A Growth Mindset Lesson with the Memphis Tigers
As an educator who also works with elite athletes on mindfulness training and mental performance skills, I am always interested to see the correlation between the way in which players talk about themselves (and to themselves) and their performance on the court. A prime example comes from when I worked with the University of Memphis Men's Basketball Team a few years ago. The Tigers were a nationally ranked team at the time, and high expectations for the squad throughout the basketball crazed city of Memphis put an extreme amount of pressure on the players and coaches.
After one of my mindfulness sessions with the squad, the entire team sat in the film room as I launched into a lesson on growth mindset, more specifically about how the way in which we talk about ourselves effects our performance. I sighted two examples I recently read in the local newspaper containing quotes from two of the players on the team. The first was from Chris "Clutch" Crawford, the team's shooting guard. Chris basically said that as a shooting guard, he knows after the first or second shot whether he is going to have a good game or not. The logic behind his thinking was that if he hit early shots, he was "hot," and if he didn't, it just wasn't going to be his night.
I told Chris in a respectful tone how much I admired him as a person and a player, but after reading his quote, I had come to the conclusion that he had a fixed mindset, and that his thought process was holding him back. I also said that it is no good giving up as soon as you miss your first two shots of the game if you could have not given up and scored on your next ten possessions afterwards. I explained how a shooter with a fixed mindset believes that he is not having a good night if he misses a shot or two, while a shooter with a growth mindset believes that missing an early shot or two is not an obstacle to having a good overall game. I implored Chris to work on the way in which he talked about his shooting to himself and others, as what we think about ourselves usually comes to fruition.

REQUIRED TASKS:
(A) Rewrite the paragraph of the growth mindset lesson that begins "I told Chris in a respectful tone" as a short bulleted list that keeps its main facts.
(B) Set down word for word the part of the growth mindset lesson starting at "After one of" and ending at "be his night.".

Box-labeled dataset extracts
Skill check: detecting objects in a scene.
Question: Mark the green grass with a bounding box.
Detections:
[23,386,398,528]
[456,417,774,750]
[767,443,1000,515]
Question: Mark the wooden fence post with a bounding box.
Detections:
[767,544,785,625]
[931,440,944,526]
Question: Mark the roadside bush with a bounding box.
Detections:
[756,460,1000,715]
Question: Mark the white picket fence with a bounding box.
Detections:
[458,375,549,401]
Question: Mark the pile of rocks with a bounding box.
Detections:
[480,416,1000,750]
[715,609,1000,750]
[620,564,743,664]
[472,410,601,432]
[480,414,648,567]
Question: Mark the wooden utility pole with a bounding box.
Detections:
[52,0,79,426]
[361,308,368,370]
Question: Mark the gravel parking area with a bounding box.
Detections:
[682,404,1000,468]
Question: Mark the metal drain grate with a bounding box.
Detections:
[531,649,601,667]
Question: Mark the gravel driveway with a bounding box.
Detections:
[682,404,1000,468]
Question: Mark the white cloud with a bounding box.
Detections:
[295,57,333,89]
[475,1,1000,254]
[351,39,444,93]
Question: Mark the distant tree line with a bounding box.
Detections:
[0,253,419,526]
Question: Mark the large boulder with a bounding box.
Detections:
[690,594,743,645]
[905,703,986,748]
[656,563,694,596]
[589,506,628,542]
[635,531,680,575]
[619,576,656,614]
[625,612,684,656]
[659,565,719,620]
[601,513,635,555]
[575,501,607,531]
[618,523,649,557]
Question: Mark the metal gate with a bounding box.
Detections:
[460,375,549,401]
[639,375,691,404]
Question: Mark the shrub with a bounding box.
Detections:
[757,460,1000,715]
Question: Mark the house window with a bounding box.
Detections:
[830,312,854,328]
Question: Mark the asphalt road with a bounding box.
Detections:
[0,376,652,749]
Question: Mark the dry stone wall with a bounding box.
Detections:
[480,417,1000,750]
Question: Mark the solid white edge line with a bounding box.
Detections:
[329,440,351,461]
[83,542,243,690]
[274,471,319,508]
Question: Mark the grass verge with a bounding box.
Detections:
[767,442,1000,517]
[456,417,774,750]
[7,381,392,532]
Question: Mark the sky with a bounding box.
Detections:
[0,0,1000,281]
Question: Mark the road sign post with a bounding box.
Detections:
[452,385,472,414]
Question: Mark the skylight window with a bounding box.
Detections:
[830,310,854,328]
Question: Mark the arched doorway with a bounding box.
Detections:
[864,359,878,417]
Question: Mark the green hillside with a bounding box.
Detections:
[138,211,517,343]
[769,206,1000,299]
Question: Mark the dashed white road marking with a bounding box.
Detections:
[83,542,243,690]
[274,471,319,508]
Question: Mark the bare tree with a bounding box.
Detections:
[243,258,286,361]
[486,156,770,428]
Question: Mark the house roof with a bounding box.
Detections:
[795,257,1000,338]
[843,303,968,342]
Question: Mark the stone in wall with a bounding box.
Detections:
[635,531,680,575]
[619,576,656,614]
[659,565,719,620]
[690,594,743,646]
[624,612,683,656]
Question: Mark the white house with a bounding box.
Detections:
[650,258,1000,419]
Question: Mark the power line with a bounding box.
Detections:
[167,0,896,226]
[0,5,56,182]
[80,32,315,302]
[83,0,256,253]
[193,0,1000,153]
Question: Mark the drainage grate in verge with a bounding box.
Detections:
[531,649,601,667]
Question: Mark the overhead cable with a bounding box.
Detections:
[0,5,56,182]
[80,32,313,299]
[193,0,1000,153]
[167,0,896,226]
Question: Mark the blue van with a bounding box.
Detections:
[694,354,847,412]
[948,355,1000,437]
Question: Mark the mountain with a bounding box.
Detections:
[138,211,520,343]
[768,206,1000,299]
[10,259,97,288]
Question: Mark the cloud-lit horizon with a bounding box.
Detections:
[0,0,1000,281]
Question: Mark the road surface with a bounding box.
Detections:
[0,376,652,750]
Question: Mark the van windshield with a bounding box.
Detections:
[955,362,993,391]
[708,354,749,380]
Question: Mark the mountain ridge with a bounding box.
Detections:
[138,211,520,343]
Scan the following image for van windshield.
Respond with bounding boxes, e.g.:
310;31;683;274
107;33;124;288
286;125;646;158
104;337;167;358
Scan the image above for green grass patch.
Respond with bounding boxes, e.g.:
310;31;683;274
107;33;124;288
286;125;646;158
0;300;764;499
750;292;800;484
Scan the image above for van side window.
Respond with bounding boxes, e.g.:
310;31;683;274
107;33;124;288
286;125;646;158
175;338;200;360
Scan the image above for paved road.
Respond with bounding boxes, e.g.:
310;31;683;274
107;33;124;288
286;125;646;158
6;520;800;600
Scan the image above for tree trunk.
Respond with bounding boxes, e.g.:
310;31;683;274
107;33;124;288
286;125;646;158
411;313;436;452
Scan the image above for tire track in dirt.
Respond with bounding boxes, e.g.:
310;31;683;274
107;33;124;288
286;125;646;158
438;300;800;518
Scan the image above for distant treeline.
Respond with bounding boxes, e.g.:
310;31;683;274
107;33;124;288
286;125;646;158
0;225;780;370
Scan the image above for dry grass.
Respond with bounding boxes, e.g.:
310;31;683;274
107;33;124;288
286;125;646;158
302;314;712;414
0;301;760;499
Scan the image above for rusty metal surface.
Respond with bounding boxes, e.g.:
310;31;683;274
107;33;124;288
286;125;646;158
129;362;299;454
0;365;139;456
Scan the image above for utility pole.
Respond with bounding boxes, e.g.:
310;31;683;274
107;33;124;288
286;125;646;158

ANSWER LIST:
(A)
- The writer respectfully told Chris of admiring him as a person and player, but concluded from his newspaper quote that he had a fixed mindset that was holding him back.
- Giving up after missing the first two shots makes no sense when he could keep going and score on his next ten possessions.
- A shooter with a fixed mindset thinks a missed shot or two means a bad night. A shooter with a growth mindset sees early misses as no obstacle to a good overall game.
- The writer urged Chris to change how he talked about his shooting to himself and others, since what we think about ourselves usually comes true.

(B)
After one of my mindfulness sessions with the squad, the entire team sat in the film room as I launched into a lesson on growth mindset, more specifically about how the way in which we talk about ourselves effects our performance. I sighted two examples I recently read in the local newspaper containing quotes from two of the players on the team. The first was from Chris "Clutch" Crawford, the team's shooting guard. Chris basically said that as a shooting guard, he knows after the first or second shot whether he is going to have a good game or not. The logic behind his thinking was that if he hit early shots, he was "hot," and if he didn't, it just wasn't going to be his night.